■ **Extracted records**
+--

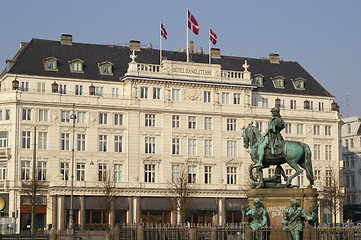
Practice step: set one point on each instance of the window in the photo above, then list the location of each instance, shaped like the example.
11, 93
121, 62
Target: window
175, 95
316, 129
328, 130
231, 148
3, 170
236, 98
264, 102
64, 170
299, 129
317, 151
24, 86
207, 174
175, 121
42, 140
41, 87
279, 82
293, 104
106, 68
65, 141
156, 93
4, 141
149, 173
118, 143
207, 123
192, 146
299, 83
143, 92
328, 152
80, 171
78, 89
102, 172
118, 172
231, 175
26, 115
80, 142
25, 140
103, 118
225, 98
50, 64
81, 117
103, 143
149, 120
149, 145
65, 116
206, 96
99, 91
288, 128
175, 146
62, 88
42, 170
231, 124
25, 170
42, 115
192, 174
115, 92
192, 122
208, 147
76, 66
118, 119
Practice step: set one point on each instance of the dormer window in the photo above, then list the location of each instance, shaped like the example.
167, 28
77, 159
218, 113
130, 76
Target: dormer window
50, 64
279, 82
76, 66
299, 83
106, 68
258, 79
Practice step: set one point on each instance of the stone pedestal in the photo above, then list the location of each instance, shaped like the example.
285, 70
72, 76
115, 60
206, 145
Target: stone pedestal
276, 200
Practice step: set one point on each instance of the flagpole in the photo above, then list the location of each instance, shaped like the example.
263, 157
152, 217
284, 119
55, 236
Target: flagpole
187, 35
160, 43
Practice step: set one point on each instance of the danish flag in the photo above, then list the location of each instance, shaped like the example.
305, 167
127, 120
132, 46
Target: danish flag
212, 37
193, 24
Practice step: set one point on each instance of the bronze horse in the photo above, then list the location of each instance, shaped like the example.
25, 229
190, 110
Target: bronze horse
296, 154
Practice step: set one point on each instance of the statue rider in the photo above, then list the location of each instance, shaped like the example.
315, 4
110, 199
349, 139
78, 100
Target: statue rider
275, 125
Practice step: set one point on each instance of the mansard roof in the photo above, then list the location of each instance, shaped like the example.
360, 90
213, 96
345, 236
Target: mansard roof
29, 61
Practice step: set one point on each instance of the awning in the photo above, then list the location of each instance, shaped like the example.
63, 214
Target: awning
235, 204
202, 204
155, 203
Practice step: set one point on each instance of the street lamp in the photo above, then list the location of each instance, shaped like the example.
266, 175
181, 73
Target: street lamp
71, 211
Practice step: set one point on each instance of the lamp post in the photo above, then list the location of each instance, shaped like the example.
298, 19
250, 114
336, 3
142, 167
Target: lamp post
71, 210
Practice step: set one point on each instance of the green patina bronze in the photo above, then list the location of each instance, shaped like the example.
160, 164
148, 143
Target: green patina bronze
272, 149
294, 218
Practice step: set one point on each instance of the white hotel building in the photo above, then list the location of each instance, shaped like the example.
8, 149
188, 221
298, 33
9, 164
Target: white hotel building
143, 120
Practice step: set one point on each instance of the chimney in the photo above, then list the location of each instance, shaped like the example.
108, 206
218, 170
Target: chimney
274, 58
134, 45
66, 39
9, 64
215, 53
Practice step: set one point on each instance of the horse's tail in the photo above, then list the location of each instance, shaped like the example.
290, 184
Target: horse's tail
308, 163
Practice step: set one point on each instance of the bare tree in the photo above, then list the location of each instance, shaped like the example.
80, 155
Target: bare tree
181, 189
332, 190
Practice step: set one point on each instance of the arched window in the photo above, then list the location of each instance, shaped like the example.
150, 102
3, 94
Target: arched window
50, 64
76, 66
106, 68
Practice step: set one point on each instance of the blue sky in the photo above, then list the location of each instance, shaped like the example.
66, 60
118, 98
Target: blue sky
324, 36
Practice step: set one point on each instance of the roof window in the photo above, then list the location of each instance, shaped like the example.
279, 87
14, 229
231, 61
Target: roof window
76, 66
50, 64
105, 68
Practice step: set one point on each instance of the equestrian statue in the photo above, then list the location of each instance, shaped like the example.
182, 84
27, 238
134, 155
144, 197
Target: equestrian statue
271, 149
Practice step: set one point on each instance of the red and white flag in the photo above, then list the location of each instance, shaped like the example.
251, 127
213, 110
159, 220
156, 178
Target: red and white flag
193, 24
163, 32
212, 37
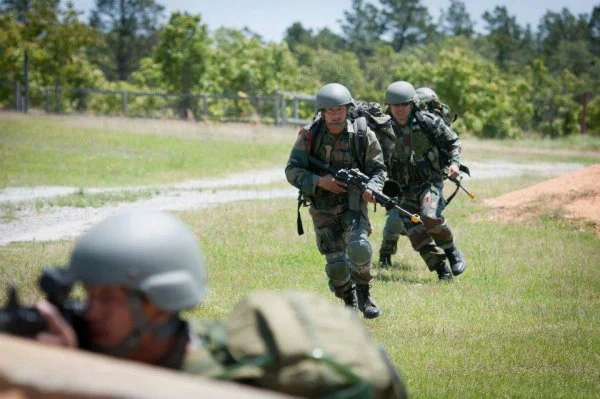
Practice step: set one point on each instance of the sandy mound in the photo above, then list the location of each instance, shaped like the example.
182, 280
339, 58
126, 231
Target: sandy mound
575, 195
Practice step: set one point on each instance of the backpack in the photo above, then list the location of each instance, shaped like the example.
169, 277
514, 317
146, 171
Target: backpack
360, 147
301, 344
440, 109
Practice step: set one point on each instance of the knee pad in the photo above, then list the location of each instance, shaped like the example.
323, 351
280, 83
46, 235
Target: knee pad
338, 273
360, 252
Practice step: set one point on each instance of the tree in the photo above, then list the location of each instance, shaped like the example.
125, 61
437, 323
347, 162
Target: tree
456, 21
297, 35
362, 27
130, 28
52, 41
183, 54
328, 40
504, 34
407, 21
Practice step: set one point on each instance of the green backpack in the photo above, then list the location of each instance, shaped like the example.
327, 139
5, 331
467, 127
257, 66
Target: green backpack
303, 345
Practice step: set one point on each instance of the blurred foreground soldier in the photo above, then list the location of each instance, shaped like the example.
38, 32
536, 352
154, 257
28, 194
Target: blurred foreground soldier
426, 151
338, 212
140, 270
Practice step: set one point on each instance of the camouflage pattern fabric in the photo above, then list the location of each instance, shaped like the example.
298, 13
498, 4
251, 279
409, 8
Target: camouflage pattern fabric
419, 164
296, 343
430, 237
340, 220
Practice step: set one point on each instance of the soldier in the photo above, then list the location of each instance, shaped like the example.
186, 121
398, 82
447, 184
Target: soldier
426, 151
339, 213
429, 101
141, 269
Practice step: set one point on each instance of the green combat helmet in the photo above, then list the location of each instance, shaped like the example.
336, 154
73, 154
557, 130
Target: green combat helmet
153, 255
400, 92
429, 101
333, 95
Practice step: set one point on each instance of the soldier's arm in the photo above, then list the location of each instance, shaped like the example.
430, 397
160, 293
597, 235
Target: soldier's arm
447, 140
374, 164
297, 169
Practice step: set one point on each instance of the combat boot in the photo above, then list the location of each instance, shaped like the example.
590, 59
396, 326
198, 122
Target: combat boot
385, 260
443, 271
349, 297
457, 262
365, 302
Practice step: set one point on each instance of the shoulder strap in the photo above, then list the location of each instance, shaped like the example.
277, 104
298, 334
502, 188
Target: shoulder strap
360, 140
426, 127
313, 136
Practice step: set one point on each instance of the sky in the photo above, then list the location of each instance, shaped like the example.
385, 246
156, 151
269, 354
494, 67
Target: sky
271, 18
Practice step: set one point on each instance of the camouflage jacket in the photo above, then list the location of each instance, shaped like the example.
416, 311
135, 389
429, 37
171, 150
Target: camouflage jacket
340, 152
423, 151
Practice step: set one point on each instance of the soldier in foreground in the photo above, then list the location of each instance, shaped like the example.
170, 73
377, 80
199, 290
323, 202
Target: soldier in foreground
339, 213
140, 270
426, 150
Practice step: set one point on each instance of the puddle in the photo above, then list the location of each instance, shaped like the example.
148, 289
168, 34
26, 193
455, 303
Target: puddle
54, 223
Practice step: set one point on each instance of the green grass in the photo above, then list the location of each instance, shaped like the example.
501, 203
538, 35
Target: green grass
521, 322
45, 151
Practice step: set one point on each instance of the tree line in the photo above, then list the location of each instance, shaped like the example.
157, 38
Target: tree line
503, 82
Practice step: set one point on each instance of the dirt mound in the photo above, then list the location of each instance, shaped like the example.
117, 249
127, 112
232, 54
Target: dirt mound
574, 195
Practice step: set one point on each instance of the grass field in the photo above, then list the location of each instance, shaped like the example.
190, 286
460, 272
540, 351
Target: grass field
523, 321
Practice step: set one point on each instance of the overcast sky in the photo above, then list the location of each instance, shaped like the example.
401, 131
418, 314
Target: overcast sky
271, 18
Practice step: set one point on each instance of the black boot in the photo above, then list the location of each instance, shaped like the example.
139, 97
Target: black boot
385, 260
457, 262
366, 303
443, 271
349, 297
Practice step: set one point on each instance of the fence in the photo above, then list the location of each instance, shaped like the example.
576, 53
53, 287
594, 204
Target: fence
281, 108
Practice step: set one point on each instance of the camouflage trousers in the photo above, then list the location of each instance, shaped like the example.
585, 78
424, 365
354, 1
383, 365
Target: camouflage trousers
431, 236
343, 239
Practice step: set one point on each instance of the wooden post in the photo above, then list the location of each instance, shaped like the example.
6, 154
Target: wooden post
26, 82
296, 112
124, 103
283, 115
47, 99
276, 100
17, 96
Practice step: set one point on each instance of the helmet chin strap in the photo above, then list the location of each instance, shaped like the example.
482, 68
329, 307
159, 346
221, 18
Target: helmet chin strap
140, 326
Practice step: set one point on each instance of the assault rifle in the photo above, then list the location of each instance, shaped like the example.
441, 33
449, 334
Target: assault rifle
457, 181
354, 177
26, 321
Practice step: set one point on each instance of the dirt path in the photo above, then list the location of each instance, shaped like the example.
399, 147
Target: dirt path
54, 223
576, 195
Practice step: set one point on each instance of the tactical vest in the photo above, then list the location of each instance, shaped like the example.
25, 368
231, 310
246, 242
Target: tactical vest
416, 158
347, 150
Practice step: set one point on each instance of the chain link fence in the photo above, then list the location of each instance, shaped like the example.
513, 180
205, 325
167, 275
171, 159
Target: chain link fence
281, 108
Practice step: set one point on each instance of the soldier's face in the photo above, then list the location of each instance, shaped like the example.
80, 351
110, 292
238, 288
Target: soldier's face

+--

■ **Problem to work on**
Read through the listing and copy each line in which the word "face" occurs.

■ **Answer**
Practice step: set one point on each instance of the soldier's face in the photo above, then list the location of each instance, shaped like the example.
Target: soldier's face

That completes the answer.